WHAT THE EXERCISE ASKS
Count how many lines in the records below contain the string "head", with case counting, and reply with only that number.

RECORDED INFORMATION

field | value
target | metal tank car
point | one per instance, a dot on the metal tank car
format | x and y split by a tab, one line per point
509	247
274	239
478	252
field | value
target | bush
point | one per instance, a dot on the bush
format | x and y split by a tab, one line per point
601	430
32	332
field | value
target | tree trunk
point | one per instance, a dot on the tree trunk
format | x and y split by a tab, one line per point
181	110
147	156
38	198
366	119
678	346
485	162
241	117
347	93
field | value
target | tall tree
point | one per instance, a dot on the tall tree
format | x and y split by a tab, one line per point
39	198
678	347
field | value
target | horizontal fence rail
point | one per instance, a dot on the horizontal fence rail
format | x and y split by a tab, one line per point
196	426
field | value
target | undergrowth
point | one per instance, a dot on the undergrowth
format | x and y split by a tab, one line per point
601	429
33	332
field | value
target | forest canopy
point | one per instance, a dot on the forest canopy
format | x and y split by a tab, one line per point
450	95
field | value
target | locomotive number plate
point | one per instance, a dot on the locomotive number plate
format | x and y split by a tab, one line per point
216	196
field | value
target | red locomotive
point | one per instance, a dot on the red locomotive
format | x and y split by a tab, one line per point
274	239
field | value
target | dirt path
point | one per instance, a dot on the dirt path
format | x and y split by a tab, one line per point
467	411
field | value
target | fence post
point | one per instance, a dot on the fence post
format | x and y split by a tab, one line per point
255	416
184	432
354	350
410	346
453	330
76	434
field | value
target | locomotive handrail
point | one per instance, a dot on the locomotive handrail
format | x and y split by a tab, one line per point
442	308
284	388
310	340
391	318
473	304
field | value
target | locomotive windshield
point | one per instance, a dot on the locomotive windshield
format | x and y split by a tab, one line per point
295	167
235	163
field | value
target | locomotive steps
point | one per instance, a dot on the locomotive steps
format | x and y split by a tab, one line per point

...

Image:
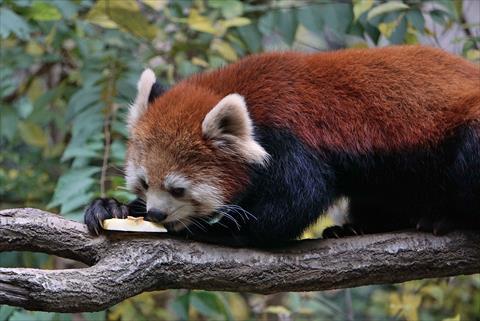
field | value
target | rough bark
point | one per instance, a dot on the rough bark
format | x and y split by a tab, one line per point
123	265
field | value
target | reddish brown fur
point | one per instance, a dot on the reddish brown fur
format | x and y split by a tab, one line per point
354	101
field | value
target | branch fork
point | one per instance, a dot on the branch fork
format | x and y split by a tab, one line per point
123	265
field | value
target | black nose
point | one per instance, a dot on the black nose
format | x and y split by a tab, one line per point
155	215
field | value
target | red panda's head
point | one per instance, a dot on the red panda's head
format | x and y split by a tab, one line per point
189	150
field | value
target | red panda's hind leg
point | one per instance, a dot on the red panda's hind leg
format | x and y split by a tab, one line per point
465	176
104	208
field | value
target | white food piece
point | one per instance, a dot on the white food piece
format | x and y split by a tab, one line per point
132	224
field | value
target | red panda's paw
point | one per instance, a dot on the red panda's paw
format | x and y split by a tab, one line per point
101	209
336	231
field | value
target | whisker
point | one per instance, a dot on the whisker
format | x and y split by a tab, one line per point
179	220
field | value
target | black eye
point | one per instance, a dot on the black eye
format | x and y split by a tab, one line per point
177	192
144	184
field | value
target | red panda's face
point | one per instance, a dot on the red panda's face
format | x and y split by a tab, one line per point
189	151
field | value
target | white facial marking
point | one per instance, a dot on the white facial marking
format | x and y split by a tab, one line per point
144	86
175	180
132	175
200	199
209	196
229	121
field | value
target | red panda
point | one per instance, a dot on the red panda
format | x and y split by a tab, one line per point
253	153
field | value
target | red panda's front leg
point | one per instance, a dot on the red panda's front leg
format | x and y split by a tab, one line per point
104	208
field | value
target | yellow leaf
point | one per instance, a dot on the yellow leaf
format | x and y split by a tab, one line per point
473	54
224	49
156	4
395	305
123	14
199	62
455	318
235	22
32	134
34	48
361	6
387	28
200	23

TASK OUTPUT
2